— Source extract —
Opinion
Rendered on February 12, 2010.
Criminal Appeal from (Common Pleas Court, Trial Court Case No. 2006-CR-3683.
Mathias H. Heck, JR., by R. Lynn Nothstine, Atty. Reg. #0061560, Montgomery County Prosecutor's Office, Appellate Division, Attorney for Plaintiff-Appellee.
Thomas B. Scott, Atty. Reg. #075341, Attorney for Defendant-Appellant.
OPINION
{¶ 1} Anthony Harris has appealed his conviction for murder and felonious assault. In addition to contending that the jury's verdicts were contrary to the weight of the evidence, and contending that he was denied effective assistance of counsel, Harris contends that certain testimony should not have been admitted into evidence because it was irrelevant and highly prejudicial: (1) testimony that in a house Harris had been in, police found a gun unrelated to either Harris or the charged offenses, and (2) testimony that he was profiled on an episode of the television show "America's Most Wanted" (AMW).
{¶ 2} We reject Harris's weight-of-the-evidence and ineffective assistance of counsel contentions. But we do think that the trial court should not have admitted the contested testimony. We agree that it was irrelevant and can be highly prejudicial. In this case, however, in light of other, independent evidence, we think the admission of the testimony was harmless. We will affirm the conviction.
I
{¶ 3} Ta-quan Johnson and Jesse Brown III ran a motorcycle club called Good Fellows, which held a meeting one Thursday night in late August 2006 at their clubhouse in Dayton, Ohio. At this meeting, as they typically did, Johnson and Brown set up a bar and served beer. Around 3 a.m. a group of men walked into the clubhouse, among them was Michael Sherman, a close friend of Brown's girlfriend, DiVina Jones. Sherman and Jones were so close that they called each other "cousin." Sherman walked over to the bar where Brown was sitting and sat down next to him. Brown told Johnson (tending bar that night) to give Sherman a beer, and Brown and Sherman began talking. After a few minutes of talking, seeing an open pool table, the two rose and walked over to shoot a game.

— Record set —

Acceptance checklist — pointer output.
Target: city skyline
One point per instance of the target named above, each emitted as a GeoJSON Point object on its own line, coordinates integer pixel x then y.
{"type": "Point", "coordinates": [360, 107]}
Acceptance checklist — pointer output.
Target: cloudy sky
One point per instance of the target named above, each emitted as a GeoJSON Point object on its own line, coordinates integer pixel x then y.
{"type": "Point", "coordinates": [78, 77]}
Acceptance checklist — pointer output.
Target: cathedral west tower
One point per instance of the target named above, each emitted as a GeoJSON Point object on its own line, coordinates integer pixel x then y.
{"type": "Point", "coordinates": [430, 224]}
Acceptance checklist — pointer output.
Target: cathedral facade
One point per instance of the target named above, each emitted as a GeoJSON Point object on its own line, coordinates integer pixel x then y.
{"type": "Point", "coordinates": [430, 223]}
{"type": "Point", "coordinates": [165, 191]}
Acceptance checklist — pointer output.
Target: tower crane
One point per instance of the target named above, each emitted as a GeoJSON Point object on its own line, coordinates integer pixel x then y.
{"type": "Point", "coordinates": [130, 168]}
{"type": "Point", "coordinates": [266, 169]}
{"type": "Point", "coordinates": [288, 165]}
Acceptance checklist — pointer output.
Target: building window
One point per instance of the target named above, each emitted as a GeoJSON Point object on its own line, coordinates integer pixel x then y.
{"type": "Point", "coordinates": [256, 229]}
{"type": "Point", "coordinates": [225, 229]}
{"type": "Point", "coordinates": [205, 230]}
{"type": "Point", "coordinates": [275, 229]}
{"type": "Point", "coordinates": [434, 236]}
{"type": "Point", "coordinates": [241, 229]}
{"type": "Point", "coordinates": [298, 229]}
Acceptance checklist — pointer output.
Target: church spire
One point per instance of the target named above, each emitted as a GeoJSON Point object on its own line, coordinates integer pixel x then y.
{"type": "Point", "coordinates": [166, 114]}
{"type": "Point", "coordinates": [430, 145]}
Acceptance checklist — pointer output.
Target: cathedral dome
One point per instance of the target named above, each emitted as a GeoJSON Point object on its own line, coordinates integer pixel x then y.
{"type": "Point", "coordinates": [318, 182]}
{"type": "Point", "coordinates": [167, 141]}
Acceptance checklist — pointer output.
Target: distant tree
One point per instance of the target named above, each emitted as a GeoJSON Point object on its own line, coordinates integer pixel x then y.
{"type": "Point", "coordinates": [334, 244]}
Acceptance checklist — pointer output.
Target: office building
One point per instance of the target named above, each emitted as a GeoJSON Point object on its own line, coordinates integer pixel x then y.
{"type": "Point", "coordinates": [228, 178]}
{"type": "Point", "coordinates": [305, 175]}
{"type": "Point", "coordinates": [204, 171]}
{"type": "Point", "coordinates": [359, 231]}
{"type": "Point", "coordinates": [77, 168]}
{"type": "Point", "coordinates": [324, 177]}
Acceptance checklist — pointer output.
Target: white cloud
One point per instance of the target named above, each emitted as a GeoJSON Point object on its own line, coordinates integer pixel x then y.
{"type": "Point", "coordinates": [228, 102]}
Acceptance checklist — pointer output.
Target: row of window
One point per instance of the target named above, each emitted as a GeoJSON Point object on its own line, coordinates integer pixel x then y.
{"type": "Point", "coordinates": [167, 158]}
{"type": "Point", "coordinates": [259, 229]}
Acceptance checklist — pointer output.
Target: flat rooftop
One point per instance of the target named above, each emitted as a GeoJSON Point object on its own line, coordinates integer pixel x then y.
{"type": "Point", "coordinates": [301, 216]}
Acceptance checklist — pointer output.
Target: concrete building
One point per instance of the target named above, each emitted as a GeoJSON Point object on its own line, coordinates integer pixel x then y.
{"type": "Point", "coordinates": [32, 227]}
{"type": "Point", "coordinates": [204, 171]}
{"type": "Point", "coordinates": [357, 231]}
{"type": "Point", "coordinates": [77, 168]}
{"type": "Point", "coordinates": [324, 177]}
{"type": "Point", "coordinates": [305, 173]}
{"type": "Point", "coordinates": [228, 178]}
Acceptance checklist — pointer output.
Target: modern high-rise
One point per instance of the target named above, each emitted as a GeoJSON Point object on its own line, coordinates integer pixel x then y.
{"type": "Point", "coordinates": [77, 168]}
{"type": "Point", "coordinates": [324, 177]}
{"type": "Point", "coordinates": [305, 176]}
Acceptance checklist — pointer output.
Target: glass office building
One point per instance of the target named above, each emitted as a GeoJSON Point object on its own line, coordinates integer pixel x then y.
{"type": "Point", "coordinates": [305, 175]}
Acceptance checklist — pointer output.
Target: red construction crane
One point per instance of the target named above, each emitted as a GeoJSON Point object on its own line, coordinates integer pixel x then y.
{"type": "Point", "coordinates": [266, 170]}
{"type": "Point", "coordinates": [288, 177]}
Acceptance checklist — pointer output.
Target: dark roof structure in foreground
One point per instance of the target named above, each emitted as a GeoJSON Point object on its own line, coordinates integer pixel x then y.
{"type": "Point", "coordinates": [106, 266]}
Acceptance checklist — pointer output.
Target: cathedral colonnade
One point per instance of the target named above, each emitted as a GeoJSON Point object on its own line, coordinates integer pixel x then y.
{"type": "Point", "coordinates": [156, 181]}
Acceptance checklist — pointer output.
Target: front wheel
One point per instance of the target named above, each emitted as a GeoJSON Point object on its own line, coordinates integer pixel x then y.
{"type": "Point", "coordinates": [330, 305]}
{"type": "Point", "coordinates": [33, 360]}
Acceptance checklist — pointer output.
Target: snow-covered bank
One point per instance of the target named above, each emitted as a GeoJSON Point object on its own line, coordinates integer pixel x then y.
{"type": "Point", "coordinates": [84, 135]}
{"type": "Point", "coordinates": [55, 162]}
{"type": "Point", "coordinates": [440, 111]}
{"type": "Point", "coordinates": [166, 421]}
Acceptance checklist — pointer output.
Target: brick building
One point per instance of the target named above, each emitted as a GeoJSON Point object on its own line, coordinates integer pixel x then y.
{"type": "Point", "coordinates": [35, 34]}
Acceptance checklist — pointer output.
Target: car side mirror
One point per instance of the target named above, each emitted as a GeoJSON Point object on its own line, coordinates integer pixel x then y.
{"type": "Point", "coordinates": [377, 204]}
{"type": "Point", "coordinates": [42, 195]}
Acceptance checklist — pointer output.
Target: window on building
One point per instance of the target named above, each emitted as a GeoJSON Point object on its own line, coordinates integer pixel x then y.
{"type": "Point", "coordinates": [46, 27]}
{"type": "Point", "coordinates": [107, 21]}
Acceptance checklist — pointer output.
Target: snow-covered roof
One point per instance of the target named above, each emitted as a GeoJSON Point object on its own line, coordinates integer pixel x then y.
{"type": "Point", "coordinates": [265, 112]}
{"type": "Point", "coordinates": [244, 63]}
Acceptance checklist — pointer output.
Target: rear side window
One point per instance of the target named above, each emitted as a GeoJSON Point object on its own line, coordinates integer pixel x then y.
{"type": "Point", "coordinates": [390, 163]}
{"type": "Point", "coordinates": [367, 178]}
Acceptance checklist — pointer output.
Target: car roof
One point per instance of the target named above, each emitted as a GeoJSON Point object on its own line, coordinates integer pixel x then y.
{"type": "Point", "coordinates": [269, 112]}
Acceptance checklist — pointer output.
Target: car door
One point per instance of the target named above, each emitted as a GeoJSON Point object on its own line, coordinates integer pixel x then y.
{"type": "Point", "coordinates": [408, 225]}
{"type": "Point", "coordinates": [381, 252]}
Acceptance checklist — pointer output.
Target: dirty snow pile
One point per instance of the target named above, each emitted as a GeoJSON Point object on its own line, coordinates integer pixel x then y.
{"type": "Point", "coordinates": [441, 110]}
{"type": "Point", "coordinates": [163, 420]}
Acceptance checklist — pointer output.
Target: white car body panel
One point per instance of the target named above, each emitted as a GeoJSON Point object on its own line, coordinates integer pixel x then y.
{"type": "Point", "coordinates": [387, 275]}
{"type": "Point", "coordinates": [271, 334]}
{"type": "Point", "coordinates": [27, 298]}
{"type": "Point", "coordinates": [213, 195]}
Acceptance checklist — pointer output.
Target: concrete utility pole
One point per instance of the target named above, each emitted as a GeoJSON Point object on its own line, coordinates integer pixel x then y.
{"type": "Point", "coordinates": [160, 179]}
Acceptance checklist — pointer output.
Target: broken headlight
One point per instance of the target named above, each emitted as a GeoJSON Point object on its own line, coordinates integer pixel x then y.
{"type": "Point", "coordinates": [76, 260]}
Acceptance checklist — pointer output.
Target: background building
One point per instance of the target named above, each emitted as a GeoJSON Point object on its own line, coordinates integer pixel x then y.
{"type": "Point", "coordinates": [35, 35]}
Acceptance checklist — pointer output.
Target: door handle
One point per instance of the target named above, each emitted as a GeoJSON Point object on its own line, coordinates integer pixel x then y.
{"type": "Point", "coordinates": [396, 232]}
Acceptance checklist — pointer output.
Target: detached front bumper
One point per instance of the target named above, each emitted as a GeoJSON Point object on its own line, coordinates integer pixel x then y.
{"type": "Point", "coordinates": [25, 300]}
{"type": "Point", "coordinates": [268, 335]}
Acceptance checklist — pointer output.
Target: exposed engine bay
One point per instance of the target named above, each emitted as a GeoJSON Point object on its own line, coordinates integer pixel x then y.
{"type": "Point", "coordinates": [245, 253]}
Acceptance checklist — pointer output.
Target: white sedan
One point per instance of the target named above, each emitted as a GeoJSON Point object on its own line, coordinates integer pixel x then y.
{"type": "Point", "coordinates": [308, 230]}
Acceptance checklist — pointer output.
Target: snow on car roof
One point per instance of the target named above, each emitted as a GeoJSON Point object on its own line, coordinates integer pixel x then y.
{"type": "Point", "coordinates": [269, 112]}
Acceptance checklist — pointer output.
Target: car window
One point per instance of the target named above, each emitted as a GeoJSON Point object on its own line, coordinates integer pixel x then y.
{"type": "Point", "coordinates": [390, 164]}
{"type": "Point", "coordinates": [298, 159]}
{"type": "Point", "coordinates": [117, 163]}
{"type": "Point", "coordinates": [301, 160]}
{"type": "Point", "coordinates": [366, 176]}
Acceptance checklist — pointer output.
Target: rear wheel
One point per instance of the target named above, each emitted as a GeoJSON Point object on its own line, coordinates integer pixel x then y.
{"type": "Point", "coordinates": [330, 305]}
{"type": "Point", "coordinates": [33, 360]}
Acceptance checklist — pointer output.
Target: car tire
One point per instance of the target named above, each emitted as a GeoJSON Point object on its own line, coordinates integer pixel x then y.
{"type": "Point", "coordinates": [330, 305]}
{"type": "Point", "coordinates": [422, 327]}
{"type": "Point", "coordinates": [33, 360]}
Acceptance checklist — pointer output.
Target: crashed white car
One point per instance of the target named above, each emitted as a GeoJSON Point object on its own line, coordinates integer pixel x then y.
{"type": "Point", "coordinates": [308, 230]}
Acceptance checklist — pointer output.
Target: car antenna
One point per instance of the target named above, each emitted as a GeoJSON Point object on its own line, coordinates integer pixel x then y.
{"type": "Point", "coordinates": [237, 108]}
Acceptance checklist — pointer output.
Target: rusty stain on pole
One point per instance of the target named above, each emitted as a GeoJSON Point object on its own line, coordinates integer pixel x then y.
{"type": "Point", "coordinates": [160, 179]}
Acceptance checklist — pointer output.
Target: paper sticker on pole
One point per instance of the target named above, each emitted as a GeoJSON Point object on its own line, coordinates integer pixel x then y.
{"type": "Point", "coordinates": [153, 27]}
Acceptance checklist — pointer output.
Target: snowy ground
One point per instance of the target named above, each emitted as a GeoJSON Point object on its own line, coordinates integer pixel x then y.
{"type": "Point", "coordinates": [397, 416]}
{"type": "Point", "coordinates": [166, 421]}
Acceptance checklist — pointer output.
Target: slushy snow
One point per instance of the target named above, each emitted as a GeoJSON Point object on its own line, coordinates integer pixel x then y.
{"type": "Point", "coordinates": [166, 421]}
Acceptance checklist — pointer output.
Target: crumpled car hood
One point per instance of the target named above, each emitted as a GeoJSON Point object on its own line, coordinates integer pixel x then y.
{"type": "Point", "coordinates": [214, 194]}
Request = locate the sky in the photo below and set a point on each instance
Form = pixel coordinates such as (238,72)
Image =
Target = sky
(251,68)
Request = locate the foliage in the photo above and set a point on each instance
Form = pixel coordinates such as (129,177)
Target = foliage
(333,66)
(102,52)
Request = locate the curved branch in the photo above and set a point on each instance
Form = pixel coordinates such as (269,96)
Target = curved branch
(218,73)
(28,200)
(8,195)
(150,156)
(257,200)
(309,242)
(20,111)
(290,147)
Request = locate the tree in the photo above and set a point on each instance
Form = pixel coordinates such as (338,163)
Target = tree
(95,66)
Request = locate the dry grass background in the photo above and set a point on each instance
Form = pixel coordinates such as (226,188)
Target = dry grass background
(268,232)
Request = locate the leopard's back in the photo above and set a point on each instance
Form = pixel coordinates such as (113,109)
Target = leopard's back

— Given instruction —
Return the passage of the court opinion starting with "Criminal Appeal from" and going on through "Attorney for Plaintiff-Appellee.", copied word for word.

— Correct answer —
Criminal Appeal from (Common Pleas Court, Trial Court Case No. 2006-CR-3683.
Mathias H. Heck, JR., by R. Lynn Nothstine, Atty. Reg. #0061560, Montgomery County Prosecutor's Office, Appellate Division, Attorney for Plaintiff-Appellee.